DATA LISTING: Begin

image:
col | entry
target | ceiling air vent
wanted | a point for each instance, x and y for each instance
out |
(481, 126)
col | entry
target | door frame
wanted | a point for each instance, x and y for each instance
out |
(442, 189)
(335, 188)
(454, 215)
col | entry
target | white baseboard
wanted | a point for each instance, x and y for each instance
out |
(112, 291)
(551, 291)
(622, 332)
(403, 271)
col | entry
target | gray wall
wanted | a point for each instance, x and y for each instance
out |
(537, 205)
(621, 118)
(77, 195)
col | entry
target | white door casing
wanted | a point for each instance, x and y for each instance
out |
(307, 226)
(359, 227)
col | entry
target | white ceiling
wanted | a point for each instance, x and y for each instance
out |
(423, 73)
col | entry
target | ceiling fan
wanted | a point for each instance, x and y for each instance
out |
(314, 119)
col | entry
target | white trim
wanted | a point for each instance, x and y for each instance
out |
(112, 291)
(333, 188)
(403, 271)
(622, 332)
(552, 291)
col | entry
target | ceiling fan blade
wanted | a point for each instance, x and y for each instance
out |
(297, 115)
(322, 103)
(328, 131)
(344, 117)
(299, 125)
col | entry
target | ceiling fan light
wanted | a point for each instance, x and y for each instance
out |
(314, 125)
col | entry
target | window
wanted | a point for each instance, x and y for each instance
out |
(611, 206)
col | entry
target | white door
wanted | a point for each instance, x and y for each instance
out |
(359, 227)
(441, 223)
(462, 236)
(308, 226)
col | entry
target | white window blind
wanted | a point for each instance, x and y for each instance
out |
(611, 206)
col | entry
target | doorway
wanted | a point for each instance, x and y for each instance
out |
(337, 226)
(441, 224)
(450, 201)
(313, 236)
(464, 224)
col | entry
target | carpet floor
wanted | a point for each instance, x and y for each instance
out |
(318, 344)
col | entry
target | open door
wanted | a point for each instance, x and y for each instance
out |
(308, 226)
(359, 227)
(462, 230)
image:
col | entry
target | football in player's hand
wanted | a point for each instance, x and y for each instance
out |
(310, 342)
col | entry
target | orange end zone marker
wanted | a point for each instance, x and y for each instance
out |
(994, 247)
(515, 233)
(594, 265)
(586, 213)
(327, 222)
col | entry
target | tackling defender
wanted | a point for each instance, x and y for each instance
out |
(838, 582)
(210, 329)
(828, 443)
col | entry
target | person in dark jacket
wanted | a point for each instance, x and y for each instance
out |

DATA LISTING: End

- [YOUR GOAL]
Reproduce the material above precisely, omitting nothing.

- [COMPLETED TASK]
image:
col | entry
target | ceiling air vent
wanted | a point for each instance, x and y for each instance
out |
(481, 126)
col | entry
target | door frame
wanted | a point for each instance, x and y for each instance
out |
(442, 189)
(335, 188)
(454, 215)
col | entry
target | white baseboard
wanted | a point for each instance, x and y for each instance
out |
(112, 291)
(551, 291)
(622, 332)
(403, 271)
col | entry
target | gray wall
wanted | a point for each instance, x and y for each instance
out |
(537, 205)
(621, 118)
(77, 195)
col | entry
target | white door casing
wanted | a point for each instance, x and y for each instance
out |
(307, 226)
(359, 227)
col | entry
target | white ceiling
wanted | a point for each instance, x and y for each instance
out |
(423, 73)
col | entry
target | ceiling fan
wanted | a point for each instance, x and y for each instance
out |
(314, 119)
col | entry
target | white trim
wanted | a point for each instance, x and y for each instance
out |
(112, 291)
(333, 188)
(403, 271)
(622, 332)
(552, 291)
col | entry
target | ceiling fan blade
wanted | a point for each instance, x and y for each instance
out |
(297, 115)
(322, 103)
(328, 131)
(344, 117)
(299, 125)
col | entry
target | ceiling fan light
wanted | a point for each instance, x and y for each instance
out |
(314, 125)
col | entry
target | window
wanted | a point for each instance, x and y for each instance
out |
(611, 206)
col | entry
target | white door
wanted | a point for each instance, x and y for each instance
out |
(359, 227)
(441, 223)
(462, 236)
(308, 226)
col | entry
target | white window blind
wanted | a point for each instance, x and y for each instance
out |
(611, 206)
col | entry
target | doorway
wanted | a point for each instance, x and y for each instance
out |
(337, 226)
(441, 224)
(450, 201)
(313, 236)
(464, 224)
col | entry
target | carpet floor
wanted | a point for each instance, x and y for each instance
out |
(318, 344)
col | entry
target | open door
wanted | a point for each instance, x and y for each instance
out |
(308, 226)
(359, 227)
(462, 230)
image:
col | entry
target | football in player's hand
wanted | a point for each instance, x and y for each instance
out |
(310, 342)
col | entry
target | orange end zone marker
wanted | a point for each instance, x and y for each instance
out |
(994, 247)
(515, 233)
(594, 265)
(586, 213)
(327, 222)
col | entry
target | tackling defender
wanted | a point for each instance, x and y for each instance
out |
(838, 582)
(210, 329)
(828, 443)
col | entry
target | person in dark jacket
wanted | a point for each instance, x and y for each instance
out |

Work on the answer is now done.